Reproduce each entry exactly as written.

=======

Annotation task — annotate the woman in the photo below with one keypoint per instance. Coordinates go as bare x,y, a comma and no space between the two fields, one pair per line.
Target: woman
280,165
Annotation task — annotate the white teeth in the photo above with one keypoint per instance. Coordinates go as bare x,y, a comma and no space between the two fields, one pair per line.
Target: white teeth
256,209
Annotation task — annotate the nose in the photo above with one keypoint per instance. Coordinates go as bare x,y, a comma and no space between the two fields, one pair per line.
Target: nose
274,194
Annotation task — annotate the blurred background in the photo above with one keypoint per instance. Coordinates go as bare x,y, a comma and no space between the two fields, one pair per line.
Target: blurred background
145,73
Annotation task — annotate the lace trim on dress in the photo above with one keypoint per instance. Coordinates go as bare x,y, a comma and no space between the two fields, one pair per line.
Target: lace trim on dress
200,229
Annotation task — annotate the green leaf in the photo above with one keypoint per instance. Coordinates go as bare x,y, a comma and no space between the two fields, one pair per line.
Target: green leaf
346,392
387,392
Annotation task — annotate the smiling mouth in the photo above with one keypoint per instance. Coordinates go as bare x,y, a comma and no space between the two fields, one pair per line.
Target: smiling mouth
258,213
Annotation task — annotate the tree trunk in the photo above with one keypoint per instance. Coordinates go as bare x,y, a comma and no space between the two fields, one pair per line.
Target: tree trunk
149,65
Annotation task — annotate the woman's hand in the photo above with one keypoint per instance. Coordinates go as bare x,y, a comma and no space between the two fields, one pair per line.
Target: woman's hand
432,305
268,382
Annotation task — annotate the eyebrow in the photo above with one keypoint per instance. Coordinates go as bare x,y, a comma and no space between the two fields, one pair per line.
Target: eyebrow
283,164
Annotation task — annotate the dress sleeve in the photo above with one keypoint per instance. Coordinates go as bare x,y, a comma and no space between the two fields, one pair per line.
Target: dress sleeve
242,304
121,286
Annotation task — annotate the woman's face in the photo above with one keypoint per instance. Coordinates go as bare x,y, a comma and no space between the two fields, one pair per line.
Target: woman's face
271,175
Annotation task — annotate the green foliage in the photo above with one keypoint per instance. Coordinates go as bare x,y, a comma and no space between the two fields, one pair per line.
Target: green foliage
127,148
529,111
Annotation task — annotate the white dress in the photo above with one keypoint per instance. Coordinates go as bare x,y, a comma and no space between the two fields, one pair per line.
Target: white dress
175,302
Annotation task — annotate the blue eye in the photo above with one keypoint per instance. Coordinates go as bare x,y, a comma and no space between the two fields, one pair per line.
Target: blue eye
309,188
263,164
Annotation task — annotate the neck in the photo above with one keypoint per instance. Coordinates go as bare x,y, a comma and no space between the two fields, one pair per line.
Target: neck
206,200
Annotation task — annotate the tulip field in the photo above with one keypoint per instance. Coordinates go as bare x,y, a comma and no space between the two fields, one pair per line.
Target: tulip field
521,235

=======

> Expected output
Annotation task — annotate the woman in the photo below with one keypoint per instance. Coordinates go as bare x,y, a comma and no space between the two fields, one pair per line.
Target: woman
280,165
Annotation task — annotate the white teeth in the photo above with one keypoint per instance. Coordinates go as bare x,y, a comma and no space between the two fields, one pair per line.
Target: white teeth
256,209
Annotation task — annotate the nose in the photo above with one keypoint per instance. Coordinates go as bare x,y, a comma and no space between the two fields, one pair per line.
Target: nose
274,194
Annotation task — annotate the blurred background in the photo above with one keypoint per instance. Coordinates go as bare x,y, a comma and no space between the two fields, one pair per line.
Target: blurred background
145,73
Annotation task — annotate the lace trim on dress in the photo above with one keypoint per instance. Coordinates go as bare x,y, a comma and no space between the two fields, one pair per line.
Target: lace trim on dress
200,229
Annotation task — annotate the green leaf in the photo above with one keypoint per instance. Coordinates go as bare x,y, a comma and no space between the two fields, one pair per line.
Target: green leaf
346,392
387,392
Annotation task — annotate the smiling mouth in the photo above with one keypoint per instance. Coordinates go as bare x,y, a comma and no space between the two fields, one pair per line.
Target: smiling mouth
258,213
Annotation task — annotate the tree trunk in the photo above with one keypoint per instance. Coordinates go as bare x,y, a comma and no space between the two fields, one pair per line.
Target: tree trunk
149,65
Annotation task — annotate the woman's hand in the photo above with one keypoint per instance. Coordinates go as bare x,y, a comma and no space between the two fields, one pair per line.
Target: woman's hand
432,305
268,382
Annotation task — annotate the eyebrow in the photo above with one keypoint per instance. Coordinates go as bare x,y, a comma and no space between the two fields, one pair per line.
Target: eyebrow
283,164
Annotation task — annotate the dress sleeve in the photo above with one keypoint per instance. Coordinates go as bare x,y, a comma and no space between the two fields, one pair per line.
Target: dress sleeve
242,304
121,286
Annotation task — annotate the woman's face in the photo above with one keypoint per instance. Coordinates go as bare x,y, a comma and no space between the two fields, one pair per line.
Target: woman's face
271,175
Annotation task — annotate the green foliage in the photo above with one keypoint per instance. Coordinates go as bare x,y, a comma and no space between the two fields, one pair per line.
Target: green foliage
127,148
529,111
Annotation task — annotate the white dress in the photo above with one keypoint per instance. Coordinates go as bare x,y, a comma and no space between the two fields, one pair per line.
Target: white dress
175,302
Annotation task — annotate the blue eye in the photo above with one keypoint per instance. Coordinates go as bare x,y, a comma and no space between the two fields, one pair per line.
Target: blue eye
309,188
263,164
Annotation task — annotate the neck in the photo above with one keypoint per instance. Coordinates go as bare x,y, a comma and no space between the two fields, one pair per line.
Target: neck
206,200
Annotation task — annotate the tulip field in the photo above with one keypoint per instance. Coordinates go as bare x,y, a comma and no space between the two fields, one pair per line.
Target: tulip field
521,235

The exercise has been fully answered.